### STORED DATA
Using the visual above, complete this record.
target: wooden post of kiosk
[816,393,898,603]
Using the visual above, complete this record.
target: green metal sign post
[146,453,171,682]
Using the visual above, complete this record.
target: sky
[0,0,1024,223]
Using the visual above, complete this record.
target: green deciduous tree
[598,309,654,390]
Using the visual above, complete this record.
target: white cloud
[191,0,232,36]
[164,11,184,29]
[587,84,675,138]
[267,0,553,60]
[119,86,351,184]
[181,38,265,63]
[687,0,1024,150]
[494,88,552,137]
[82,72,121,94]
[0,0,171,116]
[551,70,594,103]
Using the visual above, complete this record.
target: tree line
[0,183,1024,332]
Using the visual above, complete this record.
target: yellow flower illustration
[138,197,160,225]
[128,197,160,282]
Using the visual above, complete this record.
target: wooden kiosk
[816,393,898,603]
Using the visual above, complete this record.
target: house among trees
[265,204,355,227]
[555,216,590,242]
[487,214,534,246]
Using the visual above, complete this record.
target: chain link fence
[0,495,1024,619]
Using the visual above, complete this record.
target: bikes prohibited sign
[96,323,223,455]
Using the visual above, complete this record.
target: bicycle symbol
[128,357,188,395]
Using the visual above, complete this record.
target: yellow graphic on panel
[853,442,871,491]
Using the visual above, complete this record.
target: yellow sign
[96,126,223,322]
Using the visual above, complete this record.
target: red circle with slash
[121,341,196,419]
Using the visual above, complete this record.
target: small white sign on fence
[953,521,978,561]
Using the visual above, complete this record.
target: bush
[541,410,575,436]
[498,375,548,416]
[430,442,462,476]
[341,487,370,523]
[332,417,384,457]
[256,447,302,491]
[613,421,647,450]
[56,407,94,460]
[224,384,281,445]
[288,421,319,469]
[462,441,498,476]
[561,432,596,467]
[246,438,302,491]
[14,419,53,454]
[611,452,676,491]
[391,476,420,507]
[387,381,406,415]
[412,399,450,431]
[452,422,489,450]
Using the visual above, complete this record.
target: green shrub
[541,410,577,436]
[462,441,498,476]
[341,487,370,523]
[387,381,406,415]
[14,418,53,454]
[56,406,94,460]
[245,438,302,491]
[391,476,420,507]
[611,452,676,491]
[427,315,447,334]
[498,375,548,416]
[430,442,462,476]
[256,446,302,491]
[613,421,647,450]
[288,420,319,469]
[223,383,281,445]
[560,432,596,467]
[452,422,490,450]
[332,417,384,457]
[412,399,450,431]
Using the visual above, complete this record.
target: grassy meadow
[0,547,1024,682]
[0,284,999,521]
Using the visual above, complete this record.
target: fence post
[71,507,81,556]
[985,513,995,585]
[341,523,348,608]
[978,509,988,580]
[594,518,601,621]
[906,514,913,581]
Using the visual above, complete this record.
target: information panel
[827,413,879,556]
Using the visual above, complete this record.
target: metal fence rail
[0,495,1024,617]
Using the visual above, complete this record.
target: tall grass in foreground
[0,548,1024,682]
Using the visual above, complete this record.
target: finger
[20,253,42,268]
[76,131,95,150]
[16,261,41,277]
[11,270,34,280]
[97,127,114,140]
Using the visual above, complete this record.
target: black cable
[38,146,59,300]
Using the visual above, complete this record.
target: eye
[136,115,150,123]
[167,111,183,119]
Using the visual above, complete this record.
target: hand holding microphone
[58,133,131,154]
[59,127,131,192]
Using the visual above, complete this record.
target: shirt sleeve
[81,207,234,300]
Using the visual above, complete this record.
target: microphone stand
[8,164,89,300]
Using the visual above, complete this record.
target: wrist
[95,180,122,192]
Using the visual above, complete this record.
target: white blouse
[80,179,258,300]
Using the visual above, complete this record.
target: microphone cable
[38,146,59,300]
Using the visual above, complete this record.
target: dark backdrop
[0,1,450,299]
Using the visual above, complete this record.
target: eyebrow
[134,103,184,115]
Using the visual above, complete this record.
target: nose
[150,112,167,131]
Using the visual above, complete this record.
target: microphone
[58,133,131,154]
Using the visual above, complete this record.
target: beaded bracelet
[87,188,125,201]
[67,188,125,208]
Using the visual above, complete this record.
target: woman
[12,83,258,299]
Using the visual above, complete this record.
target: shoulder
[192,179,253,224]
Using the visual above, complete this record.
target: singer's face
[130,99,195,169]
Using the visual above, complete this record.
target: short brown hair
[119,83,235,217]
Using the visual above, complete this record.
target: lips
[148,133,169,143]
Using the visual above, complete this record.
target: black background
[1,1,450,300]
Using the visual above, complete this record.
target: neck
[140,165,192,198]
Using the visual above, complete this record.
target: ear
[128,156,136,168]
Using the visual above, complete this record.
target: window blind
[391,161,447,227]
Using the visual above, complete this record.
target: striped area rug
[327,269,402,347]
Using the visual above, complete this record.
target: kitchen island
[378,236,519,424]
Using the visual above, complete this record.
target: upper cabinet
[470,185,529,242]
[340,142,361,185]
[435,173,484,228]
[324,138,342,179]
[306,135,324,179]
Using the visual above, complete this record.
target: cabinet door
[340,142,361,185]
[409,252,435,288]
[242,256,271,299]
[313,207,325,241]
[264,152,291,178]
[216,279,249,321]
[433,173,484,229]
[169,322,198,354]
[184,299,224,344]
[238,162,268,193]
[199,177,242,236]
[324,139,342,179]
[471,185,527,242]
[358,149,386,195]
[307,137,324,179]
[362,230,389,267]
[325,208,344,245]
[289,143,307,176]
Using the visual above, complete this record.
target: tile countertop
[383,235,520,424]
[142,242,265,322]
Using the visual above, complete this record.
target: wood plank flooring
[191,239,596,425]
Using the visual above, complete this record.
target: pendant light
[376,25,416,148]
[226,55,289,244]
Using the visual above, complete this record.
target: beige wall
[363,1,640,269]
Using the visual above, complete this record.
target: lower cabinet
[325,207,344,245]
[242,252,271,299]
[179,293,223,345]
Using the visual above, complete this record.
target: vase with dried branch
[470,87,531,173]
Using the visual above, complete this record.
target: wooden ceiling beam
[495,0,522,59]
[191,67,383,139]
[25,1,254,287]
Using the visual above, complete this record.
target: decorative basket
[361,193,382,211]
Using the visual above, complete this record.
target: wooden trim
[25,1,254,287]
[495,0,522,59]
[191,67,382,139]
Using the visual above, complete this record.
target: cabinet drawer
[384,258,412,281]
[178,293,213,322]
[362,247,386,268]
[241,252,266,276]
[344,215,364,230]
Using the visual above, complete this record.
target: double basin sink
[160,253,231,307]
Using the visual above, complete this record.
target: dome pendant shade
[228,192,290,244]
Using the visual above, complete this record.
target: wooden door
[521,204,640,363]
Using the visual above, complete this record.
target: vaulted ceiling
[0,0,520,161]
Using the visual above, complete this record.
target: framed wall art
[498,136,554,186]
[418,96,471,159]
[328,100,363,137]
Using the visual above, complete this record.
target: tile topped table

### WORK REQUIRED
Pull every line from the listing above that contains the word "sign", and copy each one in full.

### SOLUTION TO THE PROBLEM
target: green metal sign post
target: bikes prohibited sign
target: yellow sign
target: small white sign on fence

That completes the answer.